** BEGIN Source material **

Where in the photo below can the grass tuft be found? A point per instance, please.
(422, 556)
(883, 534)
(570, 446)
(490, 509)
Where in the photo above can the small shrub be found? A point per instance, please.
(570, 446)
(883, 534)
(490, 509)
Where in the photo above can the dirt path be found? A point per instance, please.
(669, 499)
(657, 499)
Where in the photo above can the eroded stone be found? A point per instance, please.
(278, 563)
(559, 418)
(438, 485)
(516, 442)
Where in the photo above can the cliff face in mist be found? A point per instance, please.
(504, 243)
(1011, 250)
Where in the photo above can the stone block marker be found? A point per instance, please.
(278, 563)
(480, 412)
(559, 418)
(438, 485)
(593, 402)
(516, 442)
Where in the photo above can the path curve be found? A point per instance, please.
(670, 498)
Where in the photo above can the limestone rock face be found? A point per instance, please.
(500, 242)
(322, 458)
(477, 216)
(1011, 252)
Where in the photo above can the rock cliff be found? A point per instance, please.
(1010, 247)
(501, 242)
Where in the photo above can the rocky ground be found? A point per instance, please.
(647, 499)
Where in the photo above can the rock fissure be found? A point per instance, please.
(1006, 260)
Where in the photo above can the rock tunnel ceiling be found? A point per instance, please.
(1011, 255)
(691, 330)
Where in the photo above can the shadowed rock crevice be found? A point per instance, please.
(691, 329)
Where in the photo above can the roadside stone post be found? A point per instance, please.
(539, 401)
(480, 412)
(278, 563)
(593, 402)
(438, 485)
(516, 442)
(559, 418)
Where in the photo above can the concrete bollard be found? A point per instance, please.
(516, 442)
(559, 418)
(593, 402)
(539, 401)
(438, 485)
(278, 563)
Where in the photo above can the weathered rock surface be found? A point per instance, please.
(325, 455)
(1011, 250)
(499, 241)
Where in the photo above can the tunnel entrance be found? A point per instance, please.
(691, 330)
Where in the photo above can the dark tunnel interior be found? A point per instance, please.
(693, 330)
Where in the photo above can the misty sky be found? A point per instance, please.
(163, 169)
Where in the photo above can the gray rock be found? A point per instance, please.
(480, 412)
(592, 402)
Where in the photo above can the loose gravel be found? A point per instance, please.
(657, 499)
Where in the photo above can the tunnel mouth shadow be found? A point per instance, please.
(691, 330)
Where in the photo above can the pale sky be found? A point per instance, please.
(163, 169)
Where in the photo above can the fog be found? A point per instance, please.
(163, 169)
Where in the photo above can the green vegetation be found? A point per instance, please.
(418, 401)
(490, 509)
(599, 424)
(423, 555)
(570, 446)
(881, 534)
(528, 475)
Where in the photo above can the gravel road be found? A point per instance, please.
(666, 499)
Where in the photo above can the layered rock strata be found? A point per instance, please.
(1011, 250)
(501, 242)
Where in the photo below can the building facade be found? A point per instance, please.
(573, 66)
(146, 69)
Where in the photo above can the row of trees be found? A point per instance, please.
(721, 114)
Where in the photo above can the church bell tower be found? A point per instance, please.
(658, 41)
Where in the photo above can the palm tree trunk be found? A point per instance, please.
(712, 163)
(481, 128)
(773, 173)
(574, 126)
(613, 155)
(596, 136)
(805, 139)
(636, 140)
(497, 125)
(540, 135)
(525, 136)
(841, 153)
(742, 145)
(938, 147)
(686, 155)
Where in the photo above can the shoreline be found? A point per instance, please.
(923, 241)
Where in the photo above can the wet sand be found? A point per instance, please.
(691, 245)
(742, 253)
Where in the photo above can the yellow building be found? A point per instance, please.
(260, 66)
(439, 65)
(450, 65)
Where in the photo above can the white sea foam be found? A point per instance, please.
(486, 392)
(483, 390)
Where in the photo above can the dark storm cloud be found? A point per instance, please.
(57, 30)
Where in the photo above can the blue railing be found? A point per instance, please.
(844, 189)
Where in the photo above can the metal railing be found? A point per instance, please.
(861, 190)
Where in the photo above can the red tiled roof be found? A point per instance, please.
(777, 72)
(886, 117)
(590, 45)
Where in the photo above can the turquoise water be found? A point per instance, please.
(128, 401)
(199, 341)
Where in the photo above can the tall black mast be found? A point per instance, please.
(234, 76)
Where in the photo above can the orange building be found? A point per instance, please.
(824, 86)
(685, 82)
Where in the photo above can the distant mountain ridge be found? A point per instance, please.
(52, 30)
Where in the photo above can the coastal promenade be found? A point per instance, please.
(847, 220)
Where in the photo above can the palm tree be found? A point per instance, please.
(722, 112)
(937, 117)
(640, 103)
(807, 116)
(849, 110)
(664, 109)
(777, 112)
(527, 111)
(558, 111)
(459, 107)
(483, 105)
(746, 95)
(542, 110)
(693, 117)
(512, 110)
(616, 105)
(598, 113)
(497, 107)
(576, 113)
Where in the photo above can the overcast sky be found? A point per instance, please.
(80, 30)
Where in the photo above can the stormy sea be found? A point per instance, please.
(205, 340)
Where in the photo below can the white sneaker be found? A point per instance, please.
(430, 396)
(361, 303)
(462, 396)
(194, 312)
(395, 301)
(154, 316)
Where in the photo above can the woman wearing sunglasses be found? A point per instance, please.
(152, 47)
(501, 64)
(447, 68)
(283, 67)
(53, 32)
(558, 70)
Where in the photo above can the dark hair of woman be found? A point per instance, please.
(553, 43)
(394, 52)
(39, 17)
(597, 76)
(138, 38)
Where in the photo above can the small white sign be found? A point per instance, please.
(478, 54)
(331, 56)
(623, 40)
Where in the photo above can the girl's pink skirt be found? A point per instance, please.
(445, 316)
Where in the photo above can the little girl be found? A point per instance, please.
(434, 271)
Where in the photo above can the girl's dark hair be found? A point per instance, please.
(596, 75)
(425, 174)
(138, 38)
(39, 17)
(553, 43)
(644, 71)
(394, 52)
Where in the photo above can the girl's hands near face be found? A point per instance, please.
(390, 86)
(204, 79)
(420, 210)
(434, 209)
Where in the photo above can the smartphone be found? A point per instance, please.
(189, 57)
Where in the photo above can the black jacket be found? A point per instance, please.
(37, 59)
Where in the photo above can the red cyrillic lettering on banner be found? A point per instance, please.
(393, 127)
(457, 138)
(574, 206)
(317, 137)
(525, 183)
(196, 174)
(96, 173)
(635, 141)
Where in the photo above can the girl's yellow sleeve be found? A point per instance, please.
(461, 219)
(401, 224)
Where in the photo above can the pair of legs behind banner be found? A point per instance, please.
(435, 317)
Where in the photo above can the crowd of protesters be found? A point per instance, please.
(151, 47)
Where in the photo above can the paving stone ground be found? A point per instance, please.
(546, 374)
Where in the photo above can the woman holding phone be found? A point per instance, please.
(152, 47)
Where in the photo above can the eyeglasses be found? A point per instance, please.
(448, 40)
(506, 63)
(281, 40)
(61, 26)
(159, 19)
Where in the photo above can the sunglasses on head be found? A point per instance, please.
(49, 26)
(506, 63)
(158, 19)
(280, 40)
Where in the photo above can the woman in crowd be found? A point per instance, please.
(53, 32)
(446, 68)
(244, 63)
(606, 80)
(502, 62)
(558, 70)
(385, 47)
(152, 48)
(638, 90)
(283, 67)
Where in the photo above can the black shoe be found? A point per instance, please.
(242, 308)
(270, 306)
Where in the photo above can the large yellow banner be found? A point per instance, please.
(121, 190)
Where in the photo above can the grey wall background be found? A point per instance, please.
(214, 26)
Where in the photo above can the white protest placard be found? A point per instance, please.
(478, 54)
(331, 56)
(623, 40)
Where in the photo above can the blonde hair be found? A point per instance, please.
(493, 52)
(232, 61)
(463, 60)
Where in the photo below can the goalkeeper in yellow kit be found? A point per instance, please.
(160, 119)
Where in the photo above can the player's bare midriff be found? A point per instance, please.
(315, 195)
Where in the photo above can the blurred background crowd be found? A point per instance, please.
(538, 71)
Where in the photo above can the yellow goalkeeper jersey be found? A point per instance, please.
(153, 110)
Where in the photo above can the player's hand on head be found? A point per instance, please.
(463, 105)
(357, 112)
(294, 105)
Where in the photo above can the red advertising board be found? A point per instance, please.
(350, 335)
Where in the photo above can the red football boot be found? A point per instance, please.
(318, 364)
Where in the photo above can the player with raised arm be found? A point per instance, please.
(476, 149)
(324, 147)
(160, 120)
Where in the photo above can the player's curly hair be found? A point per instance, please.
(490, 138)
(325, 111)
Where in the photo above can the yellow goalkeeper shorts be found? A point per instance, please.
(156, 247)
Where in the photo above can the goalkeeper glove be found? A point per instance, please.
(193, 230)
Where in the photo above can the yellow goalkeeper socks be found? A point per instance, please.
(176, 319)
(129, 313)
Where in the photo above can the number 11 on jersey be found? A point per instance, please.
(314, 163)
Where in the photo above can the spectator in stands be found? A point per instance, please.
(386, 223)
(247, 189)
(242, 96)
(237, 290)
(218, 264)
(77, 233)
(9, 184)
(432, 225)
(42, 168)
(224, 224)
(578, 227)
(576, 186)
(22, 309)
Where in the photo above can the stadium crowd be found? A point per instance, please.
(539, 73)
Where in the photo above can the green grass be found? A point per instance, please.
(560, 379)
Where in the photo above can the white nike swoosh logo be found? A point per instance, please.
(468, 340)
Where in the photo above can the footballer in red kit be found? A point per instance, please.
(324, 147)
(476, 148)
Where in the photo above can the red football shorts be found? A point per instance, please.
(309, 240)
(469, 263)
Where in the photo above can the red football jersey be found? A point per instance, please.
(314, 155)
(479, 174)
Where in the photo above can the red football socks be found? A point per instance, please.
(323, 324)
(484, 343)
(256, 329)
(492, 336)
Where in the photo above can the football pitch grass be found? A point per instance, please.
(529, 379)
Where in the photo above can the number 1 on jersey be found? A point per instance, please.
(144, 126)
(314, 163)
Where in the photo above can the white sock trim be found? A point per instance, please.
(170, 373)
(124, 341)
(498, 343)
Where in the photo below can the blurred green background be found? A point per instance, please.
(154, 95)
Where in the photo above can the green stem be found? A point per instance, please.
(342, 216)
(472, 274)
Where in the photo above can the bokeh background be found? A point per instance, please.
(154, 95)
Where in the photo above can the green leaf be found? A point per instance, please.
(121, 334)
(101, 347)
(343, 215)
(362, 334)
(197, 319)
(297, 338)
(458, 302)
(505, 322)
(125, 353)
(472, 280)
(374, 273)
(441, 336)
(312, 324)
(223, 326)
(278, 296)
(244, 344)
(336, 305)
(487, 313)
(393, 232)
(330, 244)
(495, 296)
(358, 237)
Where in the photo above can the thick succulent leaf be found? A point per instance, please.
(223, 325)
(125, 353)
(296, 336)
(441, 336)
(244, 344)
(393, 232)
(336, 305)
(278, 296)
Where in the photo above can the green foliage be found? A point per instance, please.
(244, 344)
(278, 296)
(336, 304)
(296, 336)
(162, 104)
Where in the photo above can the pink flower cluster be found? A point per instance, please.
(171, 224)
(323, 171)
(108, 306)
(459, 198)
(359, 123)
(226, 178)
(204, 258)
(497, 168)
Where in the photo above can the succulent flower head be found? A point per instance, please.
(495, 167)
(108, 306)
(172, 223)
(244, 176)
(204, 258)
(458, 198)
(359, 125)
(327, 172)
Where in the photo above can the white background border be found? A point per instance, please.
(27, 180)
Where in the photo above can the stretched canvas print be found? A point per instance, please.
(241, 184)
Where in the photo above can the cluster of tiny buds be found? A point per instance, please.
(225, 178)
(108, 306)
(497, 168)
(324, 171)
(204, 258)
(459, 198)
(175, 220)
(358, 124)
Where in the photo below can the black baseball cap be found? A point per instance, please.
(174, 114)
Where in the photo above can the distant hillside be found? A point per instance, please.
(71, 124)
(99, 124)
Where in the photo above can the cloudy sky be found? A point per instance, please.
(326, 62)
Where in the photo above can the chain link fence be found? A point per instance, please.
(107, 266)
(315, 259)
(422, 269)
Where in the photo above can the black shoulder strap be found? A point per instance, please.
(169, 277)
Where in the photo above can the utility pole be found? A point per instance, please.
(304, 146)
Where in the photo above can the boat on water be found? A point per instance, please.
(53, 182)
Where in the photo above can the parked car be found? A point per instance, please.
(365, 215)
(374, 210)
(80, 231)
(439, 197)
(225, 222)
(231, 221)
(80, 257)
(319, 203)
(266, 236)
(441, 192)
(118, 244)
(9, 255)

** END Source material **

● **Problem to solve**:
Go back to the data above and please quote exactly, and only, the lines from the line with "Where in the photo above can the green foliage" through its last line.

● **Expected answer**:
Where in the photo above can the green foliage be found? A point per instance, please.
(244, 344)
(278, 296)
(336, 304)
(296, 336)
(162, 104)
Where in the photo above can the pink flower cluster be found? A point per instance, please.
(171, 224)
(323, 171)
(108, 306)
(459, 198)
(359, 123)
(226, 178)
(204, 258)
(497, 168)
Where in the photo above can the succulent flower head be found? A point per instance, please.
(495, 167)
(108, 306)
(172, 223)
(244, 176)
(204, 258)
(458, 198)
(359, 125)
(327, 172)
Where in the photo above can the white background border be found? A point per instance, please.
(27, 180)
Where in the photo above can the stretched canvas print be found? A point per instance, please.
(241, 184)
Where in the photo above can the cluster of tiny buds be found? A point per instance, please.
(225, 178)
(108, 306)
(497, 168)
(324, 171)
(204, 258)
(459, 198)
(175, 220)
(358, 124)
Where in the photo below can the black baseball cap be found? A point per instance, please.
(174, 114)
Where in the photo above can the distant hillside be found? A point per instance, please.
(71, 124)
(99, 124)
Where in the photo above can the cloudy sky be found? A point per instance, please.
(326, 62)
Where in the photo above can the chain link fence be found? A point per instance, please.
(107, 266)
(315, 259)
(422, 269)
Where in the photo above can the black shoulder strap be found? A point per instance, please.
(169, 277)
Where in the photo above can the utility pole be found? A point per instance, please.
(304, 146)
Where in the photo above can the boat on water be found? A point per instance, please.
(53, 182)
Where in the photo above can the parked car be found? A point per instance, please.
(365, 215)
(374, 210)
(80, 231)
(439, 197)
(225, 222)
(231, 221)
(80, 257)
(319, 203)
(266, 236)
(441, 192)
(118, 244)
(9, 255)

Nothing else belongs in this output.